[Extracted text]
────────────────────────────────────────

In [13]:
from datasets import load_dataset
import re
from collections import Counter
from matplotlib import pyplot as plt
import numpy as np
from spacy.lang.pl import Polish
from p_tqdm import p_map
import random
import numpy as np

#### Use the corpus from exercise no. 1.

In [2]:
ds = load_dataset("clarin-knext/fiqa-pl", "corpus")


In [3]:
ds["corpus"]


Dataset({
    features: ['_id', 'title', 'text'],
    num_rows: 57638
})

#### Use SpaCy tokenizer API to tokenize the text in the documents.

In [4]:
nlp = Polish()
document = ds["corpus"]["text"]

In [5]:
tokenized = []
for doc in nlp.pipe(document):
    tokenized.append([token.text.lower() for token in doc if not token.is_punct])

#### Compute frequency list for each of the processed files, and aggregate the result to obtain one global frequency list. This frequency list gives you unigram statistics of the words appearing in the corpus.


In [6]:
def count_frequencies(t):
    return Counter(t)
# parallelize the counting
frequencies = p_map(count_frequencies, tokenized)

100%|██████████| 57638/57638 [00:19<00:00, 2924.62it/s]


In [7]:
def sum_counters(counter_list):
    return sum(counter_list, Counter())

chunked_results_10 = p_map(sum_counters, [frequencies[i::10] for i in range(10)]) # split the data into 10 chunks


100%|██████████| 10/10 [01:30<00:00,  9.03s/it]


In [8]:
chunked_results_2 = p_map(sum_counters, [chunked_results_10[i::2] for i in range(2)])


100%|██████████| 2/2 [00:01<00:00,  1.43it/s]


In [9]:
final_result = sum_counters(chunked_results_2)

In [11]:
final_result.most_common(5)

[('w', 175366), ('nie', 131482), ('i', 126839), ('na', 119047), ('to', 116468)]

#### Apply a distortion function to the queries part of the corpus. In each query draw randomly one word and change one letter in the word to some other letter.


In [28]:
def distort_query_with_one_random_word_letter(query):
    words = query.split()
    # For one word in the query, one letter is going to be changed to a random one if the word is longer than 2
    indices_of_words_to_change = [i for i in range(len(words)) if len(words[i]) > 2]
    
    if not indices_of_words_to_change:
        return query  # Return the original query if no words can be changed

    index_of_word_to_change = np.random.choice(indices_of_words_to_change)
    word = words[index_of_word_to_change]
    index = np.random.choice(len(word))
    new_letter = random.choice("abcdefghijklmnopqrstuvwxyz".replace(word[index], ""))
    
    new_word = word[:index] + new_letter + word[index + 1:]    
    words[index_of_word_to_change] = new_word
    
    return ' '.join(words) 

In [30]:
distorted_queries = p_map(distort_query_with_one_random_word_letter, document)

100%|██████████| 57638/57638 [00:14<00:00, 4038.28it/s]


In [36]:
def dcg_at_k(scores, k):
    scores = scores[:k]
    return sum(score / np.log2(idx + 2) for idx, score in enumerate(scores))

# nDCG@k
def ndcg_at_k(relevance_scores, k=10):
    ideal_scores = sorted(relevance_scores, reverse=True)
    dcg = dcg_at_k(relevance_scores, k)
    idcg = dcg_at_k(ideal_scores, k)
    return dcg / idcg if idcg > 0 else 0

In [39]:
relevance_scores = [random.choices([0, 1], k=len(query)) for query in distorted_queries]
ndcg_scores = p_map(ndcg_at_k, relevance_scores)

# Average nDCG@10 
avg_ndcg_10 = np.mean(ndcg_scores)
print(f"Average nDCG@10 for distorted queries: {avg_ndcg_10}")


100%|██████████| 57638/57638 [00:40<00:00, 1440.24it/s]

Average nDCG@10 for distorted queries: 0.4999274433971518

────────────────────────────────────────

[Dataset]
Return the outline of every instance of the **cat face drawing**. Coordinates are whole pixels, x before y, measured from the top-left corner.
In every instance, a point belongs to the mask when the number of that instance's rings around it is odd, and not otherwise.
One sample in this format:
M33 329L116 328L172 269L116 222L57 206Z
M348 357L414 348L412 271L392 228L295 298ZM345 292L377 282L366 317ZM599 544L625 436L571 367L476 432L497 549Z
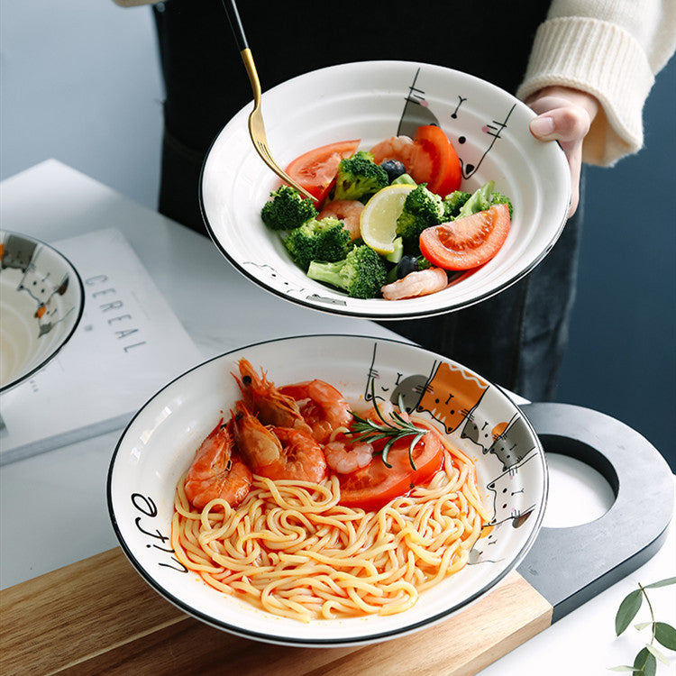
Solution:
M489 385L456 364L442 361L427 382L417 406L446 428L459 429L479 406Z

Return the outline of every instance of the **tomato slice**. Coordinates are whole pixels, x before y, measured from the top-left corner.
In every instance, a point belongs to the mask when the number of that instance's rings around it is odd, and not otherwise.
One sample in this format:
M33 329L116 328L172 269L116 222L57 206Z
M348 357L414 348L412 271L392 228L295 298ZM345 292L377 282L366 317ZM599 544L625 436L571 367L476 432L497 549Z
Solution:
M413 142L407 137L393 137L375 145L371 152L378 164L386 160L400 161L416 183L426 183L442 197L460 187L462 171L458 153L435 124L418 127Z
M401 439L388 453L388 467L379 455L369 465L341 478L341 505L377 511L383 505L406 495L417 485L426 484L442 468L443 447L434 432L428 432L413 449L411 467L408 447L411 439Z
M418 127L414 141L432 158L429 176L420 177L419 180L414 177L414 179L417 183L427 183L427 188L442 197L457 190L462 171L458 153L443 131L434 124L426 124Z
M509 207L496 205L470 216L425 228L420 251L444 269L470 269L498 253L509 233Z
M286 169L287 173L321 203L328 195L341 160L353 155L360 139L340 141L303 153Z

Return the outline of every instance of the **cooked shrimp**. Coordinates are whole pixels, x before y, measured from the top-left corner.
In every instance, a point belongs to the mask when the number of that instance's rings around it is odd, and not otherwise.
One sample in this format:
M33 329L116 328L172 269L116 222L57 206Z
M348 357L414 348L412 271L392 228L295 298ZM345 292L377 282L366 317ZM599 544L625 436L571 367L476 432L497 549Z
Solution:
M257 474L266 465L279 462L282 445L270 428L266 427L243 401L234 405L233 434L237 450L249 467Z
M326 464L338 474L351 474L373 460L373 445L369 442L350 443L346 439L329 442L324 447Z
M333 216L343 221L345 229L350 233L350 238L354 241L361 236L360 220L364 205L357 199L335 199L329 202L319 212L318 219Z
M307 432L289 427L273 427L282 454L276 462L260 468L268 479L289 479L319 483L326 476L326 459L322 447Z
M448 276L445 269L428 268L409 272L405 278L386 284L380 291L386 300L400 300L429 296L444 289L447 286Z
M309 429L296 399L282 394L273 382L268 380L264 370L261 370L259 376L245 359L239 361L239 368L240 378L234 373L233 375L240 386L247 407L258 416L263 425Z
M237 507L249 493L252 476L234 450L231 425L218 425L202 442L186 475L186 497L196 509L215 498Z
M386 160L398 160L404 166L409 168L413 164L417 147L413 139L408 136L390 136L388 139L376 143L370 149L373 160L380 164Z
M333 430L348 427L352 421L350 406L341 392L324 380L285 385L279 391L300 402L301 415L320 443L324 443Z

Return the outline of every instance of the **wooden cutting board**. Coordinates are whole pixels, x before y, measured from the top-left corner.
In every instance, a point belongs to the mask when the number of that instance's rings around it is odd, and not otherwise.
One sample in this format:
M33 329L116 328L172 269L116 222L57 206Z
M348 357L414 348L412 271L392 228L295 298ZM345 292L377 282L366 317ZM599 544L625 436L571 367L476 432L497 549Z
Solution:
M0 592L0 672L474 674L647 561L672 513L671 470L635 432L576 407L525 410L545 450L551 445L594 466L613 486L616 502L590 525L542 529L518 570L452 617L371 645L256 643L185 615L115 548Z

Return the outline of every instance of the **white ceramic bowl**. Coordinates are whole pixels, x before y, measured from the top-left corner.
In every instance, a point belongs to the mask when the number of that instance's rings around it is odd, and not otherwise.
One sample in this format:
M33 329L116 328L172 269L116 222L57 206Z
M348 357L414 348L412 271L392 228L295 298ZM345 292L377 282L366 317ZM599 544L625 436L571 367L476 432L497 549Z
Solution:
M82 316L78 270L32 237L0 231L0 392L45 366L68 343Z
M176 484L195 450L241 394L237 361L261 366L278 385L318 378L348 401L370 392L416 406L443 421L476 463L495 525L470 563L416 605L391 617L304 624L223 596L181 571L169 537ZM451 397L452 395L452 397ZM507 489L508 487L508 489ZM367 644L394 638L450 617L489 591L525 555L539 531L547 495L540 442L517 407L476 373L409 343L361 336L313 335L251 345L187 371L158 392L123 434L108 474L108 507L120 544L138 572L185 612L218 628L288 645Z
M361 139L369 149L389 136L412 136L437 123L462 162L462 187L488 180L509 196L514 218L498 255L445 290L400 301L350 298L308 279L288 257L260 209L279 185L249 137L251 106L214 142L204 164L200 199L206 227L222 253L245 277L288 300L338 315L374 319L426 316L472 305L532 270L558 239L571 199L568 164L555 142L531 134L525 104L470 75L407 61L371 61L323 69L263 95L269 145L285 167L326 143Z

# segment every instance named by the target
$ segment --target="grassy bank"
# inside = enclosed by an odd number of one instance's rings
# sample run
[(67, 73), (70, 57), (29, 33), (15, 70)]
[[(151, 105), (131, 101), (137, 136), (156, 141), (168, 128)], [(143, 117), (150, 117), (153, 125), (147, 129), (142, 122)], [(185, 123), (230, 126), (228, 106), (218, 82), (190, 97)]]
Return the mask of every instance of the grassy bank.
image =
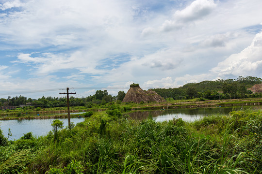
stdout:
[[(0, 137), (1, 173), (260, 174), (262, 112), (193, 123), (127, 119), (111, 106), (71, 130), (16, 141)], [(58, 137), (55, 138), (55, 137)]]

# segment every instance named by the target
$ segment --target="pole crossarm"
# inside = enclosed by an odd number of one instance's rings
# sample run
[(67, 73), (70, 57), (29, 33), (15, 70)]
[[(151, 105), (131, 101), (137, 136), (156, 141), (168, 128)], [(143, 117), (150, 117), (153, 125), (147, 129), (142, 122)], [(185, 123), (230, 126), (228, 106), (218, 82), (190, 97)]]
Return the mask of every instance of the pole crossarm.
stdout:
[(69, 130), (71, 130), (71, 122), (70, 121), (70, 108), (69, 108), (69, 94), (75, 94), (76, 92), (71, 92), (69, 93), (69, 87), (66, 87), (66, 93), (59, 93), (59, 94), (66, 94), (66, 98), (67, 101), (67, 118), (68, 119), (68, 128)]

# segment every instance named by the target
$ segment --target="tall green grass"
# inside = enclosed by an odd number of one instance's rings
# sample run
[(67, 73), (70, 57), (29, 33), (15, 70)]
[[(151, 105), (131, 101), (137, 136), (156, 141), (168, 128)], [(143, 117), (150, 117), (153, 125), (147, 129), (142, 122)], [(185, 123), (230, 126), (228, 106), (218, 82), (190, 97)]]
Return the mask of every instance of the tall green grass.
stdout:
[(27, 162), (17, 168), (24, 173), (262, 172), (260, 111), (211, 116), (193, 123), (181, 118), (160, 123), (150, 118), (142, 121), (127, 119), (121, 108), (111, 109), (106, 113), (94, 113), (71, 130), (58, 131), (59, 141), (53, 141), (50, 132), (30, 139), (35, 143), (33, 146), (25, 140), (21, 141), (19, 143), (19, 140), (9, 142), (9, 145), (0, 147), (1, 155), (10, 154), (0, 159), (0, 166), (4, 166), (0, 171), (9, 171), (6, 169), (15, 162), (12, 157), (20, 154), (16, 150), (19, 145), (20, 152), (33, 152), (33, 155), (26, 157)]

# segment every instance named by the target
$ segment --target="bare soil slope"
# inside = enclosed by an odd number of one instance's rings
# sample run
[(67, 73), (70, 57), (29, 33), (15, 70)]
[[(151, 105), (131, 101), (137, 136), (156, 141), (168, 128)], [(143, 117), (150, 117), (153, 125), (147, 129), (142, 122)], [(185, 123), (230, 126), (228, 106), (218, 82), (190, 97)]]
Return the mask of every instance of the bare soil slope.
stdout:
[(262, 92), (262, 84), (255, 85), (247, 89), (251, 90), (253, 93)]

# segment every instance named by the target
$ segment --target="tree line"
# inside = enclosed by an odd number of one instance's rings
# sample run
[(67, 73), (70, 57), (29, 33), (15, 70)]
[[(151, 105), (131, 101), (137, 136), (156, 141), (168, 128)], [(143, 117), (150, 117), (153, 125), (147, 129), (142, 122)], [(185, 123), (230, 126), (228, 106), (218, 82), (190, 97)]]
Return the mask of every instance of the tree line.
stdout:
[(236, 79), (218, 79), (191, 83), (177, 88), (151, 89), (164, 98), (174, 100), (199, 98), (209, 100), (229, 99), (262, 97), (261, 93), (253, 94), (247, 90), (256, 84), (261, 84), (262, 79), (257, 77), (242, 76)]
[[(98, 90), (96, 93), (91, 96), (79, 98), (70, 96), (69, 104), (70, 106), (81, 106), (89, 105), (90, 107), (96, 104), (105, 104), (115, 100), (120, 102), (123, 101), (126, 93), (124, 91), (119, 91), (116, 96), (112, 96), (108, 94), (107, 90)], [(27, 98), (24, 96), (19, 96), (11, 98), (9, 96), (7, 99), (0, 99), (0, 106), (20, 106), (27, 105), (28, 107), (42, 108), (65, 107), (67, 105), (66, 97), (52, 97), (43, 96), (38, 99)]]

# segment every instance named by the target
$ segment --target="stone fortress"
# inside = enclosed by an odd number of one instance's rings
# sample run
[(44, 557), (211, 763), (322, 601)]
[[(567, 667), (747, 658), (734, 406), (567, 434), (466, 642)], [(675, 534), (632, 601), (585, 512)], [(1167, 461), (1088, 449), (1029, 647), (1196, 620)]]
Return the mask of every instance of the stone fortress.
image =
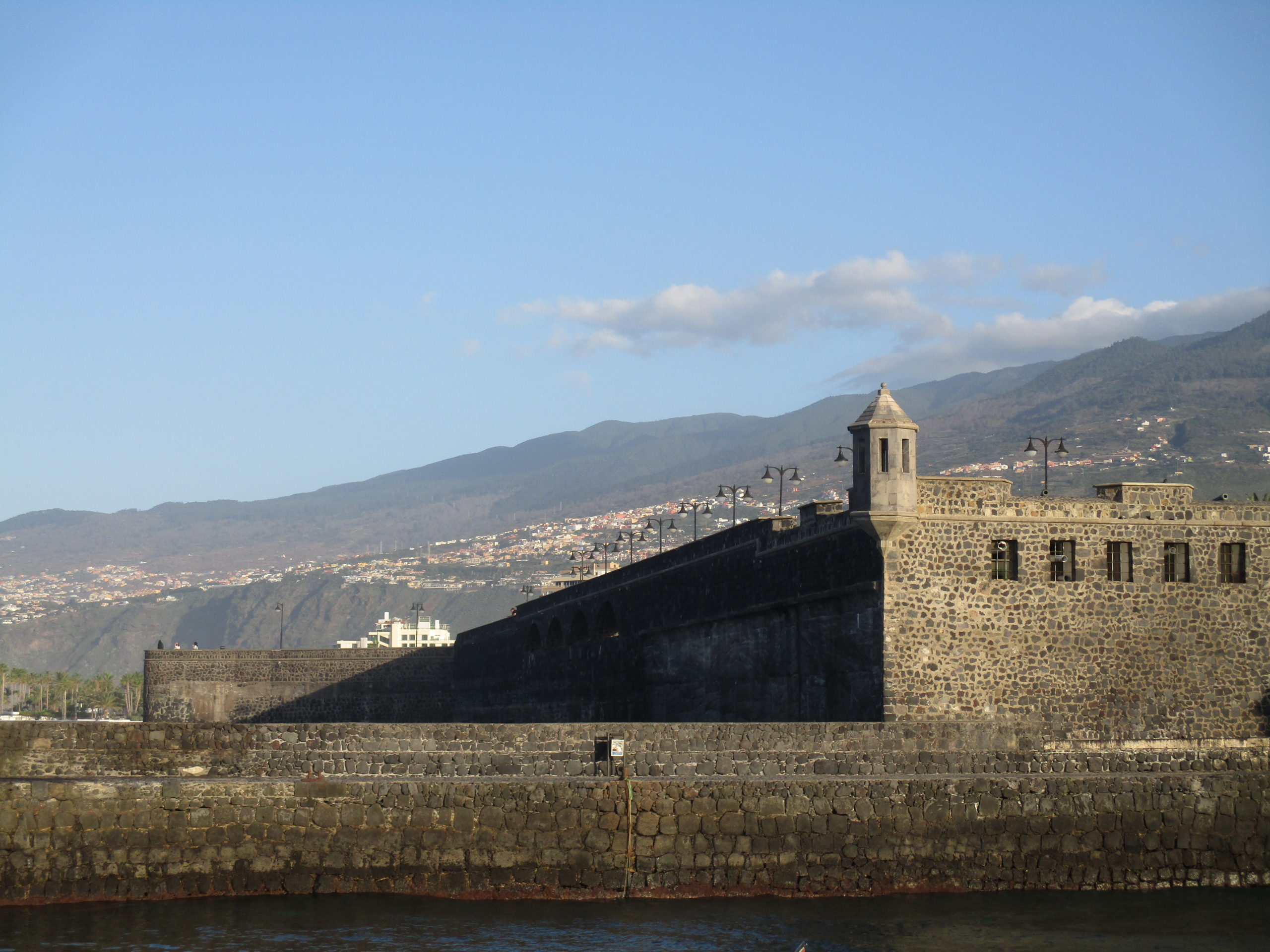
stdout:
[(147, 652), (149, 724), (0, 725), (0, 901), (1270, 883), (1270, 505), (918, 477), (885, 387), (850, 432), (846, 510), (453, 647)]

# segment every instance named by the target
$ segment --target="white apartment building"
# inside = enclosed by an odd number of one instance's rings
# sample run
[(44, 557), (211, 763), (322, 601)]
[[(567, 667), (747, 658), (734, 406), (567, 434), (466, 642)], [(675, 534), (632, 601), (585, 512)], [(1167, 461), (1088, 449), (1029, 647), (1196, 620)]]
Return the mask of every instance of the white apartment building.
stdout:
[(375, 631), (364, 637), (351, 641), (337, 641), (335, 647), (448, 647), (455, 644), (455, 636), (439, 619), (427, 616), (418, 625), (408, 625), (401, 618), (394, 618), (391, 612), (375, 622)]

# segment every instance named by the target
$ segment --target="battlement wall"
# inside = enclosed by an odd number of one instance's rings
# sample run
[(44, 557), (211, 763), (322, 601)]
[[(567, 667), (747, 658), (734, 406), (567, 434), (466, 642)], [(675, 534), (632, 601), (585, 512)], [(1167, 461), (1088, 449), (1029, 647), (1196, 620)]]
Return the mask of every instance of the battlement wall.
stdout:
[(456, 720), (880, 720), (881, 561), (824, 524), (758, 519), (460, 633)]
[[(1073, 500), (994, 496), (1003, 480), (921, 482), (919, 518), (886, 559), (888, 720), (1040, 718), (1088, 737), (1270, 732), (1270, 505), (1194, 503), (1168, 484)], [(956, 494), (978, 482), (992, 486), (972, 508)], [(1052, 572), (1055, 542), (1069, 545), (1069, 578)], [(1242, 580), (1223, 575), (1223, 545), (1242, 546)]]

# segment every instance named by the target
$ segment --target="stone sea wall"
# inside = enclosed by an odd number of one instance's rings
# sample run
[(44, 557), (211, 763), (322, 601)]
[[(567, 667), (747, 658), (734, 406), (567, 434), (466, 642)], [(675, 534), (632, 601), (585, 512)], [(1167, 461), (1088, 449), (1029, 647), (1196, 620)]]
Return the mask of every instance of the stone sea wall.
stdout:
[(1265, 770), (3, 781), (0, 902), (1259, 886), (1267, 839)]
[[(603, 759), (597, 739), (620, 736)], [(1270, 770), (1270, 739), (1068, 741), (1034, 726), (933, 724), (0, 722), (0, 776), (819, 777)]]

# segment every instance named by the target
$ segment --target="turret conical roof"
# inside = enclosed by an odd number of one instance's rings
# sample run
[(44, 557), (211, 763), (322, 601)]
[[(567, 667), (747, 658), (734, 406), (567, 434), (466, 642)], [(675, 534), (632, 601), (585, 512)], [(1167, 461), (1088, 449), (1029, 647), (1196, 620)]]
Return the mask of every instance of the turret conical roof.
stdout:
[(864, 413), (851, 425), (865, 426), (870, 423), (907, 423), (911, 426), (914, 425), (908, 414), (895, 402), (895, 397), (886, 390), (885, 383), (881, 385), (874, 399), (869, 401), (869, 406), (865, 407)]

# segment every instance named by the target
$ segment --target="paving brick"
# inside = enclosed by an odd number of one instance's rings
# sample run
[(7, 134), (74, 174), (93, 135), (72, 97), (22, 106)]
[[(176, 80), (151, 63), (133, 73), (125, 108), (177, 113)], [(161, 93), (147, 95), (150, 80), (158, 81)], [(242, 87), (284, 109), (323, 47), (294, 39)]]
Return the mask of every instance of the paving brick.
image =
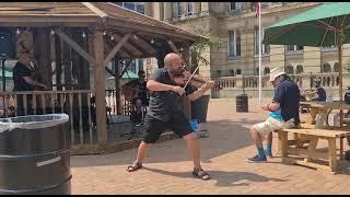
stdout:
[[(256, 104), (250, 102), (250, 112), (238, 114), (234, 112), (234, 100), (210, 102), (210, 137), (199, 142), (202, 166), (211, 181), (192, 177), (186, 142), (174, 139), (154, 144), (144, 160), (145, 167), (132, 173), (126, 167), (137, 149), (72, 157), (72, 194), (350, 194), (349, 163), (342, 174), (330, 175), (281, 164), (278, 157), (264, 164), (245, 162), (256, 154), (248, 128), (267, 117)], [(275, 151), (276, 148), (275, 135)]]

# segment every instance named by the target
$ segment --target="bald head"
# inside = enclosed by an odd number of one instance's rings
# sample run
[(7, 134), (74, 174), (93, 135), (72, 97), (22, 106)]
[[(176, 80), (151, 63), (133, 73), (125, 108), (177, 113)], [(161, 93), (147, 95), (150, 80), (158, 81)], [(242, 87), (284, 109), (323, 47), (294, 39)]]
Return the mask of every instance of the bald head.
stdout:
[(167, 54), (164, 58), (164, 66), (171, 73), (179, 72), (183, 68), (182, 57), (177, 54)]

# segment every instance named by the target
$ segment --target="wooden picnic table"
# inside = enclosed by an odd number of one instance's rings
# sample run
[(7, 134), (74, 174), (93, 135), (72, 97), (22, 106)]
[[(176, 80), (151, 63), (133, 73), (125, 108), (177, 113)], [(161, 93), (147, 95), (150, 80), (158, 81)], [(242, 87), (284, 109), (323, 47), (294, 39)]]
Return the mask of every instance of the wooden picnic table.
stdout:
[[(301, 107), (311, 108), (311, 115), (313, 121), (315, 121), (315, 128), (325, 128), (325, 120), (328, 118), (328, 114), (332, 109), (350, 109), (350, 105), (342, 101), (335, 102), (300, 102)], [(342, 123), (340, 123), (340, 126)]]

────────────────────────────────────────

[Short task A] What does the notebook do, summed up in two sentences?
[Short task B] What does the notebook say, word for word, between "#### Compute frequency" and "frequencies = p_map(count_frequencies, tokenized)", inclusive?

[Correct answer A] The notebook loads the fiqa-pl corpus of 57,638 rows, tokenizes its text with a SpaCy Polish tokenizer while dropping punctuation, and aggregates per-document word counts into one global frequency list whose most common word is "w". It then changes one random letter in one randomly chosen word longer than two characters in each text, defines nDCG@k, and reports an average nDCG@10 of about 0.4999 for the distorted queries.

[Correct answer B]
#### Compute frequency list for each of the processed files, and aggregate the result to obtain one global frequency list. This frequency list gives you unigram statistics of the words appearing in the corpus.


In [6]:
def count_frequencies(t):
    return Counter(t)
# parallelize the counting
frequencies = p_map(count_frequencies, tokenized)